-- Opening Marker --
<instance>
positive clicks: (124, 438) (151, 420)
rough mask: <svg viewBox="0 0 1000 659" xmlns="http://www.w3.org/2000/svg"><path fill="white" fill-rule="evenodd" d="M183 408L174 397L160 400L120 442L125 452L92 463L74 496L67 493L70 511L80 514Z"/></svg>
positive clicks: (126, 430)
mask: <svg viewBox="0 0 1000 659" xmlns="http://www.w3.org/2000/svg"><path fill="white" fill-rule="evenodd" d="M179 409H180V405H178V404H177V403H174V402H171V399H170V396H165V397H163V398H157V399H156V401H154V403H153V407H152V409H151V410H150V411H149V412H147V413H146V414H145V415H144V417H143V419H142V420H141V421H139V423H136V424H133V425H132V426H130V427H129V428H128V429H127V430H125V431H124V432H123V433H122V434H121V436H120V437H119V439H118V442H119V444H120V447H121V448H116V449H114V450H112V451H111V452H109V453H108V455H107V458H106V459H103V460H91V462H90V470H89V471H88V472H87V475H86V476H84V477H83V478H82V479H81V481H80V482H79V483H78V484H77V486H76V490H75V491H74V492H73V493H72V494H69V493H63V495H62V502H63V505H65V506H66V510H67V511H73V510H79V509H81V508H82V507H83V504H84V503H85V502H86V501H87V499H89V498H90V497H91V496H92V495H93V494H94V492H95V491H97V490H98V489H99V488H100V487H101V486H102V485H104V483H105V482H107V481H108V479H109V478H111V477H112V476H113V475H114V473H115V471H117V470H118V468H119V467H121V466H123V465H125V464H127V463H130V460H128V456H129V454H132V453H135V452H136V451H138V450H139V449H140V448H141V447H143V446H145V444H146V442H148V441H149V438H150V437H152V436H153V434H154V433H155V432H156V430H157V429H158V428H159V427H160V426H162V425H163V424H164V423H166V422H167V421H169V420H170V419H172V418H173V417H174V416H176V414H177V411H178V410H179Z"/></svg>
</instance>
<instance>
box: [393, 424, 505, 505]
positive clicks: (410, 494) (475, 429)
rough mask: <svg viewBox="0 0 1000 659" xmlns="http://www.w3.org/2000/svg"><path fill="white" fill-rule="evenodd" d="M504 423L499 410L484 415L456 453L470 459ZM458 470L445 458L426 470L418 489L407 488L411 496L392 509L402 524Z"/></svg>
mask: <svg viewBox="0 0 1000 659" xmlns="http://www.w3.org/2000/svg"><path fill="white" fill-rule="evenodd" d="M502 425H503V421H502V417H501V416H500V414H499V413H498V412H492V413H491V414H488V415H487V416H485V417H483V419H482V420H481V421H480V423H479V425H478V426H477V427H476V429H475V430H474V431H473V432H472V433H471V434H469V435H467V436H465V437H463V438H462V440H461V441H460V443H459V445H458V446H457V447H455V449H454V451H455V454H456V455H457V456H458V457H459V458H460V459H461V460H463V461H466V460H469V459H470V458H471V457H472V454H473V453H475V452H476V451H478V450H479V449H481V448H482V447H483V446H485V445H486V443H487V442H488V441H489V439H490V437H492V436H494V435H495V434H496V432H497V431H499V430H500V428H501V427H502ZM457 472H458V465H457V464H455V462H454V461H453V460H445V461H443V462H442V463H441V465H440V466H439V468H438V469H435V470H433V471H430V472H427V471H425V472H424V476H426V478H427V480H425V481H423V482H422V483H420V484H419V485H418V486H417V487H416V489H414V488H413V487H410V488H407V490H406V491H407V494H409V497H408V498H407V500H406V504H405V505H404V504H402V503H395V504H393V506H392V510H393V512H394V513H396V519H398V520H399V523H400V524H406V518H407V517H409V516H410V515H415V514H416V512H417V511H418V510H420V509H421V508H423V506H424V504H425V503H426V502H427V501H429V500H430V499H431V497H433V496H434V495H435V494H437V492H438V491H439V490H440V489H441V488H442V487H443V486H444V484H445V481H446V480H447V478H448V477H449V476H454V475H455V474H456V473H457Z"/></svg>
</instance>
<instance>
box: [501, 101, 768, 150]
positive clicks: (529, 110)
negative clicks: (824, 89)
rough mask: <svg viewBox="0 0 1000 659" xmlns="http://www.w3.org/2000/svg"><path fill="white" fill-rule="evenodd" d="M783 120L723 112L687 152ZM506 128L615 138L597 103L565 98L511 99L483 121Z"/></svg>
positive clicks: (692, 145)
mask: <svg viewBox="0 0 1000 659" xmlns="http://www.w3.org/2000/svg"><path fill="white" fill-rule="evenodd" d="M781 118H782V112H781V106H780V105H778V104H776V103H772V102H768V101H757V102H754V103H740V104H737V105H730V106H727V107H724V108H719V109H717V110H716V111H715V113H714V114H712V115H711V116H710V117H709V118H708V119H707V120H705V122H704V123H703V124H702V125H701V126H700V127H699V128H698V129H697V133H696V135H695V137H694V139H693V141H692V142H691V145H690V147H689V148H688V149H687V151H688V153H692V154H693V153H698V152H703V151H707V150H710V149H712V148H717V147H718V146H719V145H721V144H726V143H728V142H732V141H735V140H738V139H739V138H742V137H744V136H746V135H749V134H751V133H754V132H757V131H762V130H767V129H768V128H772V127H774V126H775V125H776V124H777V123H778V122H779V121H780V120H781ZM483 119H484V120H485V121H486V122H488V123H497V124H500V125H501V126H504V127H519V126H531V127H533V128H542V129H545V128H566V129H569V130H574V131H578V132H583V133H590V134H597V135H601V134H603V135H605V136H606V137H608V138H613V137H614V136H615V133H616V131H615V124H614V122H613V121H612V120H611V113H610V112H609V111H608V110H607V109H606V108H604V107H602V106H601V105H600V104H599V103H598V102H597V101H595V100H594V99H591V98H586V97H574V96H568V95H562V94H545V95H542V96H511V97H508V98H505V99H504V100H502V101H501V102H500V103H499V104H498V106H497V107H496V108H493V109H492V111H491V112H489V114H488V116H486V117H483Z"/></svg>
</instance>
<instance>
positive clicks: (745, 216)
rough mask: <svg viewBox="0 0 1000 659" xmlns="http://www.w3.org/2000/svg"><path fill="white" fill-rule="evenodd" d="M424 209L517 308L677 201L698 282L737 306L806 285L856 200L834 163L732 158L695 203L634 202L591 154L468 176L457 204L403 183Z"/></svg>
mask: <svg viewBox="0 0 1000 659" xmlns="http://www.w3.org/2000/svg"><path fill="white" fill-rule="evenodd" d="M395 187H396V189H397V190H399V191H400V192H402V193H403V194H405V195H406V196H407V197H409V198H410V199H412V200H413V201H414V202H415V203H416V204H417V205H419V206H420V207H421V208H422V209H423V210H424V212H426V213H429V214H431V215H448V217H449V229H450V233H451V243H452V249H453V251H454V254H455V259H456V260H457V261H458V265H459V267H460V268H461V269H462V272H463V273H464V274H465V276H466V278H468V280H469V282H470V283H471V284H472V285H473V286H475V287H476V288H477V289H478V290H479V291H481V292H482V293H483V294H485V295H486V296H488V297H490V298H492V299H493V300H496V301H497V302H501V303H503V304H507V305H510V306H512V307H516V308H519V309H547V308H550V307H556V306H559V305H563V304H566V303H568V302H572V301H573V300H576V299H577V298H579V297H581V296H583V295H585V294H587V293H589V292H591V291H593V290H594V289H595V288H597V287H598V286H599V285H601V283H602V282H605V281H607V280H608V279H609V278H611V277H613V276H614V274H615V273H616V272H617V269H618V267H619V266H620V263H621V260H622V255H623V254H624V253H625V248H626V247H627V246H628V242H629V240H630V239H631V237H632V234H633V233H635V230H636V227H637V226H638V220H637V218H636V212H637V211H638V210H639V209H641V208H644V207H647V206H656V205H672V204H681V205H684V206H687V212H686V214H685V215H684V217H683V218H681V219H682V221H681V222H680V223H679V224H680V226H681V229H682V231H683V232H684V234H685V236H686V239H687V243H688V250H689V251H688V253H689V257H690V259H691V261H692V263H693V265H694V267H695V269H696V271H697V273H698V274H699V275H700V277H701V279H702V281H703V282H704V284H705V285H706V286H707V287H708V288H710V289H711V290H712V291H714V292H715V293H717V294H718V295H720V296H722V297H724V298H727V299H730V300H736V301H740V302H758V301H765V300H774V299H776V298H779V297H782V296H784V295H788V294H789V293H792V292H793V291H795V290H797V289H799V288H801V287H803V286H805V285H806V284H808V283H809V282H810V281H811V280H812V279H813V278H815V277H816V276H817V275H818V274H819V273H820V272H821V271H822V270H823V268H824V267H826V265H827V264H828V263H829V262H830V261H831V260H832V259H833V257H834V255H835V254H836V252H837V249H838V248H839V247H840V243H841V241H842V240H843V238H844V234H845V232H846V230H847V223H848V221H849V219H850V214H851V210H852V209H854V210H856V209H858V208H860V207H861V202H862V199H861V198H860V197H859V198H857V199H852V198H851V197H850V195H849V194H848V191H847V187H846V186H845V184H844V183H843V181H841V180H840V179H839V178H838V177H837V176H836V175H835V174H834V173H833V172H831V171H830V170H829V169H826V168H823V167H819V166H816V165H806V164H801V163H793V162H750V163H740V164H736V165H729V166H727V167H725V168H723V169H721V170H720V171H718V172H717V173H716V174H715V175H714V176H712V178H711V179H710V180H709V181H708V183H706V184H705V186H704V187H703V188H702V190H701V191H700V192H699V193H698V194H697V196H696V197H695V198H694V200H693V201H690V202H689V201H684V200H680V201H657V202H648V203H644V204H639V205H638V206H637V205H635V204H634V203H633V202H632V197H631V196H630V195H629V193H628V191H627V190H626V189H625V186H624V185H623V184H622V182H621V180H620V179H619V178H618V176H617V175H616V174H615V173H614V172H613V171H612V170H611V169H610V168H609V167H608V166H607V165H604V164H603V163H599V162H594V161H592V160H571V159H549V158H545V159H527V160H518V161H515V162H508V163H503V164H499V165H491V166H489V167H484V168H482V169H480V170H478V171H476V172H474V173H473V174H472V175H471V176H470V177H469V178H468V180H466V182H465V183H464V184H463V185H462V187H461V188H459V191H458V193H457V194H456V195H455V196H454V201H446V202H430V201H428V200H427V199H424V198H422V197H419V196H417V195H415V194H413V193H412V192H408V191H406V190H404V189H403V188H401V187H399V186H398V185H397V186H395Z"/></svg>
-- Closing Marker --
→ YOUR INSTRUCTIONS: Give back the lines of the data exactly as they are written, from the first line through the line containing "408L174 397L160 400L120".

→ RESULT FOR THIS TASK:
<instance>
positive clicks: (124, 438) (151, 420)
rough mask: <svg viewBox="0 0 1000 659" xmlns="http://www.w3.org/2000/svg"><path fill="white" fill-rule="evenodd" d="M183 408L174 397L160 400L120 442L125 452L92 463L74 496L67 493L70 511L80 514Z"/></svg>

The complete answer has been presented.